▶ _Instructions for the task_
Please show every line in the entries below that includes the word "trunk".
━━━━━━━━━━━━━━━━
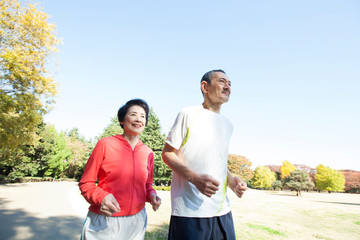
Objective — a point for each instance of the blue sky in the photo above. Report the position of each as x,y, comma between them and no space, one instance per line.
294,68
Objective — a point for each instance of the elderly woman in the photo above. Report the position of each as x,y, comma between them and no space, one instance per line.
123,167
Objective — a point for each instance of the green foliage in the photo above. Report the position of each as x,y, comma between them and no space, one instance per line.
263,178
162,188
328,179
112,129
26,87
80,152
240,166
286,169
59,159
297,181
153,138
276,185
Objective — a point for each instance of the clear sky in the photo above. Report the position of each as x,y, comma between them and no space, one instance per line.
294,68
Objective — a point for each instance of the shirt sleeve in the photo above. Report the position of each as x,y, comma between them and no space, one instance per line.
178,132
150,179
90,191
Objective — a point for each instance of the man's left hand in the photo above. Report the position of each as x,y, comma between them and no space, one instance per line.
237,185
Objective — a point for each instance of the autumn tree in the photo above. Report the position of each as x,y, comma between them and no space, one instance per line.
240,166
286,169
328,179
263,178
80,152
26,87
298,181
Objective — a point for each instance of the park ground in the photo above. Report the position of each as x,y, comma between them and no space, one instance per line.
56,210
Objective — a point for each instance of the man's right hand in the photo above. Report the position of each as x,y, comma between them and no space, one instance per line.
206,184
109,205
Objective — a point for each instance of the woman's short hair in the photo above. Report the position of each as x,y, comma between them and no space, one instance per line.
134,102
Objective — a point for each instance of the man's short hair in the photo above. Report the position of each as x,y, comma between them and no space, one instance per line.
134,102
210,74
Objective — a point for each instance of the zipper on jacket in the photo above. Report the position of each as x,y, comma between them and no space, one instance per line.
133,183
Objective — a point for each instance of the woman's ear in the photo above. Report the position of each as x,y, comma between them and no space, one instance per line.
203,86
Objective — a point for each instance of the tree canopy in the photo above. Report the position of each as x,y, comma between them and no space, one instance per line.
26,87
263,178
240,166
286,168
328,179
297,181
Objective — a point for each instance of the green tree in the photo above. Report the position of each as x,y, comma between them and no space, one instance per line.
276,185
30,160
263,178
297,181
80,152
26,87
112,129
286,169
154,139
240,166
328,179
59,159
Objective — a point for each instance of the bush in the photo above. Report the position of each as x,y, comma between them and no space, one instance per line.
162,188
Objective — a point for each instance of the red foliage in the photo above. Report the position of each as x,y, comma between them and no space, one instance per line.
352,180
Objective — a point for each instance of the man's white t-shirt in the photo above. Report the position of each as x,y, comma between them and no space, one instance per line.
202,138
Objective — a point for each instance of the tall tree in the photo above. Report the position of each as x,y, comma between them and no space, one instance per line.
59,160
80,152
297,181
328,179
240,166
26,87
263,178
154,139
286,169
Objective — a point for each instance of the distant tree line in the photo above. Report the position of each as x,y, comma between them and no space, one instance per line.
300,178
31,148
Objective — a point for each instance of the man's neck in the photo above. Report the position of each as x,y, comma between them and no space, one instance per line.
212,107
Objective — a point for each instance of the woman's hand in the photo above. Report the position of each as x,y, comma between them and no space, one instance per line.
155,201
236,184
109,206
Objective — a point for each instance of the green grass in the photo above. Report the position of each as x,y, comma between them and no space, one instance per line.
157,233
266,229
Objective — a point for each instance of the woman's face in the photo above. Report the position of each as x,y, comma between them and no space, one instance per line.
134,121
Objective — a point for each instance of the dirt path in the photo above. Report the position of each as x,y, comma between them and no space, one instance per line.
55,210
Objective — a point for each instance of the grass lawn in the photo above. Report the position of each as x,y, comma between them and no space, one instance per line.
279,215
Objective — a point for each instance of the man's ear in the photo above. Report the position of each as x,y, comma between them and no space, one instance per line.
204,86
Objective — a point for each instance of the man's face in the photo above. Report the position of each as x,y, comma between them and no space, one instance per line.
219,90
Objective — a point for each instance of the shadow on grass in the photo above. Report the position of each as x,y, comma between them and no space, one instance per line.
157,232
19,224
343,203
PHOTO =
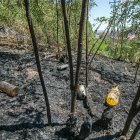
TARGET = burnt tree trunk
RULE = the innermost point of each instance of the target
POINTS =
(35, 46)
(66, 26)
(132, 113)
(57, 24)
(79, 52)
(135, 131)
(87, 47)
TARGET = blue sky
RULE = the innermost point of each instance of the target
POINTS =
(102, 9)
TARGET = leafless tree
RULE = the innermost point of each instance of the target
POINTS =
(35, 46)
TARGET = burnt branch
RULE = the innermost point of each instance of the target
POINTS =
(66, 26)
(35, 46)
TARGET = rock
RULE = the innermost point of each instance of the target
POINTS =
(86, 129)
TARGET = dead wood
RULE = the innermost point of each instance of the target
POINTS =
(9, 89)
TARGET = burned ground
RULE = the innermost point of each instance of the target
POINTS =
(24, 116)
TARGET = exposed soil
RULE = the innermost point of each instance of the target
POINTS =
(24, 117)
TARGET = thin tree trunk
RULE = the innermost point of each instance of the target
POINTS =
(138, 65)
(87, 47)
(57, 22)
(132, 113)
(135, 131)
(68, 45)
(79, 52)
(35, 46)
━━━━━━━━━━━━━━━━
▶ _The answer_
TARGET = burnt tree trunk
TARGET = thin tree trunk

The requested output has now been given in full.